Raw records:
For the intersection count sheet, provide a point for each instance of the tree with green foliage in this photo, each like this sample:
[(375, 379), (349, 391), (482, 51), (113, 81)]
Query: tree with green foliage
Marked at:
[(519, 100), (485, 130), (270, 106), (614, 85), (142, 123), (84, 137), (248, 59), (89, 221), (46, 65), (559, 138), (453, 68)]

**Given instruction**
Reproduce the data above line for line, with no changes.

**Problem solution**
For the intersection count sheet, provide a point for each instance of the tree with green foliage in this photo, each like this sample:
[(375, 379), (349, 391), (482, 51), (113, 81)]
Query: tree with green foliage
Marked at:
[(519, 100), (485, 130), (270, 106), (614, 85), (142, 123), (84, 137), (248, 59), (89, 221), (46, 65), (559, 138), (453, 68)]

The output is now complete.